Render every line of the data below as a numbered list, omitting any blank lines.

(Data records)

• • • • • • •

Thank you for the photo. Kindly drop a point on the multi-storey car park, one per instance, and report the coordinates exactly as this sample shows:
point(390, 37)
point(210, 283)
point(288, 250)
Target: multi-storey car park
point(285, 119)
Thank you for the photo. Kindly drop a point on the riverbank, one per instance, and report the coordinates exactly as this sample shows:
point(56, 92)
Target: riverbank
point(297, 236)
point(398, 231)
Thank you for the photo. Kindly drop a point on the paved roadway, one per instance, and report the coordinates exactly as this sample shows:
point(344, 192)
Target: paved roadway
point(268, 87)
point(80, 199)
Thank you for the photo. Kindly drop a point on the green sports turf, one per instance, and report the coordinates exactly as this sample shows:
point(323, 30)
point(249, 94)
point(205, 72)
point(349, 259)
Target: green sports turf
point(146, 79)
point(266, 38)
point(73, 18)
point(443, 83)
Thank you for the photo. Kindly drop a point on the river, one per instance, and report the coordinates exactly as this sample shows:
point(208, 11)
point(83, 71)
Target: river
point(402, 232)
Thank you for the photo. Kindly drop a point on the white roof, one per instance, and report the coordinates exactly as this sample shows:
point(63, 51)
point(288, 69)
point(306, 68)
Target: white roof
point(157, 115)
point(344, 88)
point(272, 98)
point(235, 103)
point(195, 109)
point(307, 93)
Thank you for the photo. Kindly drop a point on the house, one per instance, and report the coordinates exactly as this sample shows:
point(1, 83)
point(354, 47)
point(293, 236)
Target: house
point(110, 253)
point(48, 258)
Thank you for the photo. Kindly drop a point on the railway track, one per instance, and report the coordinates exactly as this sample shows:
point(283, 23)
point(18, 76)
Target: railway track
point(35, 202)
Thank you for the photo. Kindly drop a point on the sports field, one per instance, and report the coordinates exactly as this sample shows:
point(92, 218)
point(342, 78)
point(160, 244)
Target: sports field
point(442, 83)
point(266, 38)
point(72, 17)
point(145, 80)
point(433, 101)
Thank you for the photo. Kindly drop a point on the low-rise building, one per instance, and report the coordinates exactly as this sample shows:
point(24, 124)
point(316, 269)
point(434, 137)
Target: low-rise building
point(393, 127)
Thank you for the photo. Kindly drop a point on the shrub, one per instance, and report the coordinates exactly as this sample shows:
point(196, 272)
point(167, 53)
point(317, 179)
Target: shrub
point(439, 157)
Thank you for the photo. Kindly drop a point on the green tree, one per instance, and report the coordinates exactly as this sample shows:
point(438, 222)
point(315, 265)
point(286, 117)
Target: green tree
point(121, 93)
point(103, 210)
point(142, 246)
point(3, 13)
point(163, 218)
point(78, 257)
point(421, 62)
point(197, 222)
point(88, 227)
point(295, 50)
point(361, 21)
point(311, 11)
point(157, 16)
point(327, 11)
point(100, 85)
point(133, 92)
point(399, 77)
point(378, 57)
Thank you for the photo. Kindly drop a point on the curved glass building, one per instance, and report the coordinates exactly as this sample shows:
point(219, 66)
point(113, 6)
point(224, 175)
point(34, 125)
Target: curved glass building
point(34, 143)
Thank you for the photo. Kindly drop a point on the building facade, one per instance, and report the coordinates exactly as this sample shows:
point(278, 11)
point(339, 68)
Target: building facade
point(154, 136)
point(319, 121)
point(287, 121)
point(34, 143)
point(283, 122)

• • • • • • •

- **Solution**:
1. Thank you for the photo. Kindly drop a point on the multi-storey car park, one per instance, and report the coordinates exactly as this sample shows:
2. point(390, 37)
3. point(210, 283)
4. point(288, 250)
5. Target: multi-storey car park
6. point(285, 119)
7. Thank you for the photo. Kindly drop a point on the riverbank, one per instance, and report the coordinates exactly as this sample shows:
8. point(56, 92)
9. Target: riverbank
10. point(297, 236)
11. point(398, 231)
12. Thank you for the photo. Kindly drop a point on the paved roadway, one per instance, and report the coordinates exactly as this sample shows:
13. point(344, 192)
14. Target: paved roadway
15. point(268, 87)
16. point(80, 199)
17. Thank you for the photo. Kindly drop a point on the green sports turf, one per instance, and report the coordinates exactly as this sample shows:
18. point(323, 30)
19. point(249, 94)
20. point(205, 72)
21. point(349, 259)
22. Target: green sports turf
23. point(146, 79)
24. point(266, 38)
25. point(73, 18)
26. point(443, 83)
27. Thank you for the photo. Kindly drop a point on the river, one per instance, and report the coordinates exactly as this sample shows:
28. point(208, 11)
29. point(83, 71)
30. Target: river
31. point(402, 232)
32. Thank you for the photo. Kindly drop a point on the white roof, one per instance, and report the coordinates exactly as this sample shows:
33. point(63, 51)
34. point(288, 69)
35. point(306, 68)
36. Target: white roof
37. point(157, 115)
38. point(344, 88)
39. point(272, 98)
40. point(235, 103)
41. point(195, 109)
42. point(307, 93)
43. Thank you for the photo. Kindly drop a point on the house, one per instance, and report the coordinates exactly as this sample shows:
44. point(1, 83)
45. point(354, 47)
46. point(293, 236)
47. Target: house
48. point(110, 253)
49. point(48, 258)
50. Thank you for the photo. Kindly drop a point on the railway track, one per instance, and report the coordinates exactly as this sample shows:
51. point(283, 23)
52. point(18, 76)
53. Target: railway track
54. point(35, 202)
55. Thank you for the photo. Kindly drop a point on the sports field, one per instance, and report the coordinates exactly as this sample shows:
56. point(92, 218)
57. point(342, 78)
58. point(160, 244)
59. Target: sports field
60. point(442, 83)
61. point(266, 38)
62. point(72, 17)
63. point(145, 80)
64. point(433, 101)
65. Thank you for the photo. Kindly drop a point on the low-rise building, one per instance, and report the coordinates exactly as this sample shows:
66. point(24, 124)
67. point(316, 269)
68. point(434, 137)
69. Target: low-rise building
70. point(393, 127)
71. Thank you for the photo. Kindly drop a point on the shrub, one per instance, and report the coordinates exactly as this sample shows:
72. point(196, 272)
73. point(167, 53)
74. point(317, 179)
75. Target: shrub
76. point(439, 157)
77. Thank you for the photo. Kindly drop a point on the green tree, one per instance, and report the coordinates exactly as this sample shows:
78. point(438, 222)
79. point(315, 265)
80. point(286, 117)
81. Target: green tree
82. point(121, 93)
83. point(103, 210)
84. point(142, 246)
85. point(3, 13)
86. point(163, 218)
87. point(78, 257)
88. point(421, 62)
89. point(197, 222)
90. point(88, 227)
91. point(295, 50)
92. point(361, 21)
93. point(311, 11)
94. point(157, 16)
95. point(327, 11)
96. point(100, 85)
97. point(133, 92)
98. point(399, 77)
99. point(378, 57)
100. Thank you for the photo. Kindly drop a point on the curved glass building, one per instance, and report the coordinates exactly as this sample shows:
101. point(219, 66)
102. point(113, 6)
103. point(224, 175)
104. point(34, 125)
105. Target: curved glass building
106. point(34, 143)
107. Thank you for the photo. Kindly drop a point on the building facade, one per instance, and report the coordinates exactly as this sample shows:
108. point(278, 11)
109. point(339, 68)
110. Target: building facade
111. point(154, 136)
112. point(319, 121)
113. point(287, 121)
114. point(34, 143)
115. point(283, 122)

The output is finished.